- STATED GOAL
Turn the items from the line with "the white chest" up to and including the line with "90 219 L 90" into a JSON list of strings, one string per line and no blank lines. Include no other lines.

# DATA EXCERPTS start

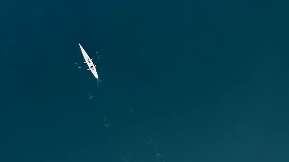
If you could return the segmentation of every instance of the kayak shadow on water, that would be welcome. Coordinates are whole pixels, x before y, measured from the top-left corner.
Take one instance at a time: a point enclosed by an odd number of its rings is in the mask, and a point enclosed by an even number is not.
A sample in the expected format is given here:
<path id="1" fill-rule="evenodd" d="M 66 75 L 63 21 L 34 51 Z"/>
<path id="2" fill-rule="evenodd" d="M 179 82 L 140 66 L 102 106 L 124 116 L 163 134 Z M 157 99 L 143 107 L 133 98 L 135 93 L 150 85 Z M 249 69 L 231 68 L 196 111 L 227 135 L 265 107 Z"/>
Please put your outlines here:
<path id="1" fill-rule="evenodd" d="M 100 79 L 99 78 L 96 79 L 96 81 L 97 82 L 97 86 L 100 86 L 101 85 L 102 81 L 101 81 L 101 79 Z"/>

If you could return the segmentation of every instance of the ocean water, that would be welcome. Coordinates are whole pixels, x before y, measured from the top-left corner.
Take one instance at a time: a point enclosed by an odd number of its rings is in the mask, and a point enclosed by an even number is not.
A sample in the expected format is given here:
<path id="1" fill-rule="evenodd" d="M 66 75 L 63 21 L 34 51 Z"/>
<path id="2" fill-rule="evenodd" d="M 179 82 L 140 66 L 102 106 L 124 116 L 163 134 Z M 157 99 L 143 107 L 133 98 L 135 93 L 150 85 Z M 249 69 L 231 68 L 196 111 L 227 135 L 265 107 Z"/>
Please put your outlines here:
<path id="1" fill-rule="evenodd" d="M 288 4 L 3 3 L 0 161 L 288 161 Z"/>

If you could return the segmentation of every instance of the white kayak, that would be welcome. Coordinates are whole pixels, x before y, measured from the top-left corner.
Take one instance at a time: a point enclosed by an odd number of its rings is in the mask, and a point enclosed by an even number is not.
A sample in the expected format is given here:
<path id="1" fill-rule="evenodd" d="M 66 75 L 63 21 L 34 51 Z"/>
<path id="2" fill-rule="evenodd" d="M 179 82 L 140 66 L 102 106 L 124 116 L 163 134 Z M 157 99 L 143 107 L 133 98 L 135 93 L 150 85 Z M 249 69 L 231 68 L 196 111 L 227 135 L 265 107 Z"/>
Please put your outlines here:
<path id="1" fill-rule="evenodd" d="M 82 48 L 80 44 L 79 44 L 79 46 L 80 46 L 81 52 L 82 52 L 82 55 L 83 55 L 83 57 L 84 58 L 84 60 L 85 60 L 85 62 L 87 64 L 87 66 L 88 66 L 89 69 L 87 70 L 90 70 L 96 78 L 98 78 L 98 75 L 97 74 L 96 69 L 96 65 L 95 66 L 94 65 L 94 63 L 91 61 L 91 59 L 90 59 L 89 56 L 88 56 L 88 55 L 86 52 L 84 51 L 84 49 L 83 49 L 83 48 Z"/>

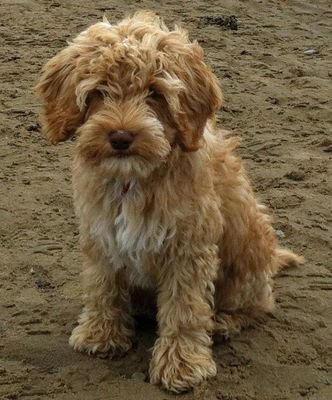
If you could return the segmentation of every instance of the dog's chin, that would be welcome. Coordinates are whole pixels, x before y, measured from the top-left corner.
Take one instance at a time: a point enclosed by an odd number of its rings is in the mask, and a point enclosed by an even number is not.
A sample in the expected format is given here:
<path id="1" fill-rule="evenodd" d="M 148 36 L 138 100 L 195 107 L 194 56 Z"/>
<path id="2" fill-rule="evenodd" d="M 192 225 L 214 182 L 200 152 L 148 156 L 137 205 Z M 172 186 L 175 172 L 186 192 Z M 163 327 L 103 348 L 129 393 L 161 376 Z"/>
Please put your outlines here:
<path id="1" fill-rule="evenodd" d="M 118 154 L 105 158 L 98 166 L 101 175 L 116 179 L 144 179 L 158 168 L 161 162 L 151 162 L 138 155 Z"/>

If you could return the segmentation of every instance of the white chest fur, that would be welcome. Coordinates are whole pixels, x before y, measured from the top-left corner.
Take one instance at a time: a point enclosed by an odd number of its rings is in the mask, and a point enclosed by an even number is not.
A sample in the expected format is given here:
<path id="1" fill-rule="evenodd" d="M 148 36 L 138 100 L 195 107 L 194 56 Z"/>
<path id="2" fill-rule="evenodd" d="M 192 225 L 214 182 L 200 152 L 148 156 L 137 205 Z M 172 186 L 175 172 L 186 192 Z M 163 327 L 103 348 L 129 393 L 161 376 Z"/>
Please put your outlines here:
<path id="1" fill-rule="evenodd" d="M 90 219 L 90 237 L 98 242 L 110 266 L 126 268 L 131 284 L 153 285 L 150 260 L 175 234 L 173 218 L 156 204 L 147 204 L 136 181 L 110 183 L 97 206 L 84 203 L 79 213 L 82 225 Z"/>

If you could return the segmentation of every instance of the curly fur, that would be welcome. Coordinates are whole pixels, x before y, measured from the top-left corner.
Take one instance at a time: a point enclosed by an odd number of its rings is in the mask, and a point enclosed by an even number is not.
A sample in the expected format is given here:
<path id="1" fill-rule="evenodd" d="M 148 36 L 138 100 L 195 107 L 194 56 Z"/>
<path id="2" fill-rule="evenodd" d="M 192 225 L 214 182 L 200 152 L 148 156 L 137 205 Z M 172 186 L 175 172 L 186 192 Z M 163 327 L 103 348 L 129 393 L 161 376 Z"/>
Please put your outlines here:
<path id="1" fill-rule="evenodd" d="M 273 275 L 302 258 L 278 247 L 237 139 L 215 126 L 222 94 L 201 47 L 150 12 L 105 20 L 45 65 L 38 92 L 51 142 L 78 137 L 86 297 L 71 346 L 127 351 L 132 295 L 152 291 L 151 382 L 180 392 L 214 376 L 211 334 L 271 311 Z M 109 141 L 119 130 L 135 139 L 124 157 Z"/>

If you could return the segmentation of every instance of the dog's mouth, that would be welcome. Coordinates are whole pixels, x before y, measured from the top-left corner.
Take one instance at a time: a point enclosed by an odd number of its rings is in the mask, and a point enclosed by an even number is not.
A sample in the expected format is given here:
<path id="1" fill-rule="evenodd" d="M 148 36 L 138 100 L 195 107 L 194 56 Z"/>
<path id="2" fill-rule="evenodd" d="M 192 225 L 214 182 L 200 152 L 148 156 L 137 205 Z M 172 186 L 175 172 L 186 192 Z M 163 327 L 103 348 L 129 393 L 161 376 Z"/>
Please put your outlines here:
<path id="1" fill-rule="evenodd" d="M 129 157 L 132 157 L 132 156 L 134 156 L 134 154 L 133 153 L 124 153 L 124 152 L 116 152 L 116 153 L 114 153 L 114 154 L 112 154 L 112 157 L 115 157 L 115 158 L 129 158 Z"/>

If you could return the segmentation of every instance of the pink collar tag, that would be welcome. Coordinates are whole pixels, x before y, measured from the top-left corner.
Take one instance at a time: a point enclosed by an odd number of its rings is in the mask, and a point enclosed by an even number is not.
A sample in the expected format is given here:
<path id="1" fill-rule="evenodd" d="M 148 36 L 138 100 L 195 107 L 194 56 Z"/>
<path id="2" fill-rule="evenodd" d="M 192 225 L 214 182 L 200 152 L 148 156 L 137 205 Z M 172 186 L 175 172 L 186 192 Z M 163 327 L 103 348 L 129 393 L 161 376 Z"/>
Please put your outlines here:
<path id="1" fill-rule="evenodd" d="M 128 193 L 128 190 L 130 189 L 130 182 L 128 182 L 128 183 L 125 183 L 123 186 L 122 186 L 122 192 L 121 192 L 121 194 L 122 194 L 122 196 L 124 196 L 125 194 L 127 194 Z"/>

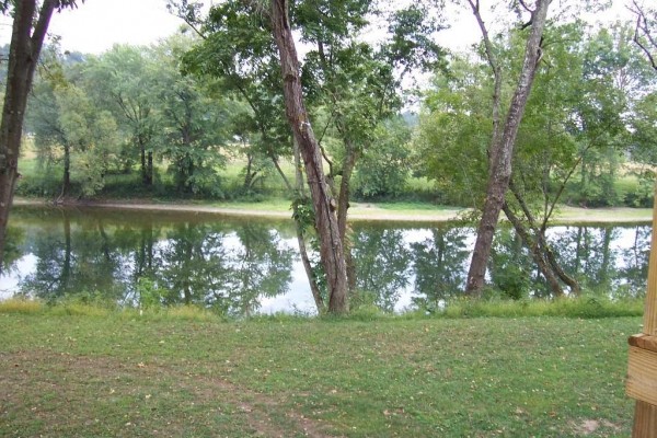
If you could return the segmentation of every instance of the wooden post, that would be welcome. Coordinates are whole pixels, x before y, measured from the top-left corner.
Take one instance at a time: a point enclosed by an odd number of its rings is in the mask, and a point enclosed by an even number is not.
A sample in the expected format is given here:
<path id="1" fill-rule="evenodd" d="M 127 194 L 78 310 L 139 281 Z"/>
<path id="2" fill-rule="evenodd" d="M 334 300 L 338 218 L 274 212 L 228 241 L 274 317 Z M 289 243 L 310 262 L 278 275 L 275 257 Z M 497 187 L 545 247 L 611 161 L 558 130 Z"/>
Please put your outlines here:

# DATA EXCERPTS end

- EXERCISE SOLUTION
[
  "If you could return the segmentation of every instance of the white chest fur, that would be welcome. Coordinates are whole pixels, x before y, measured from the top-left corner.",
  "Take one instance at a time: a point enclosed by an odd number of its rings is in the mask, and a point enclosed by an even number is not.",
  "A sample in the expected format is given here:",
  "<path id=\"1\" fill-rule=\"evenodd\" d=\"M 148 36 L 138 100 L 195 107 L 194 56 Z\"/>",
  "<path id=\"2\" fill-rule=\"evenodd\" d=\"M 192 225 L 214 182 L 200 152 L 148 156 L 137 205 Z M 172 186 L 175 172 L 186 192 Z M 163 327 L 103 348 L 129 393 L 161 376 Z\"/>",
  "Please put your outlines here:",
  "<path id=\"1\" fill-rule=\"evenodd\" d=\"M 90 219 L 90 237 L 98 242 L 110 266 L 126 268 L 131 284 L 153 285 L 150 260 L 175 234 L 173 218 L 156 204 L 147 204 L 136 181 L 110 183 L 97 206 L 84 203 L 79 213 L 82 225 Z\"/>"
]